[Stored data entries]
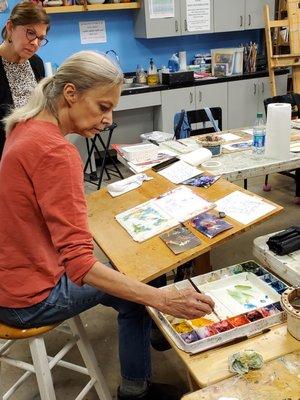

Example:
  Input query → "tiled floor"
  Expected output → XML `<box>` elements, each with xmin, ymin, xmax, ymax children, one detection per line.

<box><xmin>2</xmin><ymin>163</ymin><xmax>298</xmax><ymax>399</ymax></box>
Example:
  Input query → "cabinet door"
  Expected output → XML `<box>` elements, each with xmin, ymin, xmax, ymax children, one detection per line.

<box><xmin>245</xmin><ymin>0</ymin><xmax>275</xmax><ymax>30</ymax></box>
<box><xmin>159</xmin><ymin>87</ymin><xmax>196</xmax><ymax>134</ymax></box>
<box><xmin>257</xmin><ymin>74</ymin><xmax>288</xmax><ymax>117</ymax></box>
<box><xmin>214</xmin><ymin>0</ymin><xmax>245</xmax><ymax>33</ymax></box>
<box><xmin>134</xmin><ymin>0</ymin><xmax>181</xmax><ymax>38</ymax></box>
<box><xmin>180</xmin><ymin>0</ymin><xmax>213</xmax><ymax>35</ymax></box>
<box><xmin>196</xmin><ymin>82</ymin><xmax>228</xmax><ymax>130</ymax></box>
<box><xmin>228</xmin><ymin>79</ymin><xmax>259</xmax><ymax>129</ymax></box>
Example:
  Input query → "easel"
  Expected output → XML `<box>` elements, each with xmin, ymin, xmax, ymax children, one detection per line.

<box><xmin>264</xmin><ymin>0</ymin><xmax>300</xmax><ymax>96</ymax></box>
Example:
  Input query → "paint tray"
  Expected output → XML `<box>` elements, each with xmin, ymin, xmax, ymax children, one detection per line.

<box><xmin>148</xmin><ymin>260</ymin><xmax>288</xmax><ymax>354</ymax></box>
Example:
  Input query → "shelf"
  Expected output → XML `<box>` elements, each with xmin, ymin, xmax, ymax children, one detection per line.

<box><xmin>44</xmin><ymin>2</ymin><xmax>140</xmax><ymax>14</ymax></box>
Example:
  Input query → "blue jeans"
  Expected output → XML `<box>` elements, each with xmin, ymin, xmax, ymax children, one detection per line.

<box><xmin>0</xmin><ymin>274</ymin><xmax>152</xmax><ymax>381</ymax></box>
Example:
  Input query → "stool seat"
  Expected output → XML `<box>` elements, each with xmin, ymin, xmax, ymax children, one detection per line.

<box><xmin>0</xmin><ymin>315</ymin><xmax>112</xmax><ymax>399</ymax></box>
<box><xmin>0</xmin><ymin>322</ymin><xmax>56</xmax><ymax>340</ymax></box>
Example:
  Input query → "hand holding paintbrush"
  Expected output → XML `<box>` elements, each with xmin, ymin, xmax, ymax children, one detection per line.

<box><xmin>188</xmin><ymin>277</ymin><xmax>222</xmax><ymax>321</ymax></box>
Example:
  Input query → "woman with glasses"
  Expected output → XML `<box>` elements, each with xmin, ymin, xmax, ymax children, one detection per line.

<box><xmin>0</xmin><ymin>1</ymin><xmax>50</xmax><ymax>158</ymax></box>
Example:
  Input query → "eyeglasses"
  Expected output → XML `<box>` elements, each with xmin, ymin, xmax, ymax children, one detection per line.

<box><xmin>25</xmin><ymin>28</ymin><xmax>48</xmax><ymax>47</ymax></box>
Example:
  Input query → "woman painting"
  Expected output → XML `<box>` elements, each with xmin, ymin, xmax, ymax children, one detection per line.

<box><xmin>0</xmin><ymin>1</ymin><xmax>49</xmax><ymax>158</ymax></box>
<box><xmin>0</xmin><ymin>50</ymin><xmax>214</xmax><ymax>400</ymax></box>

▸ **Task to complete**
This exercise requires the lines of the entries containing the string "woman".

▸ **Result for this task**
  Input query → "woman with glasses"
  Input query → "woman painting"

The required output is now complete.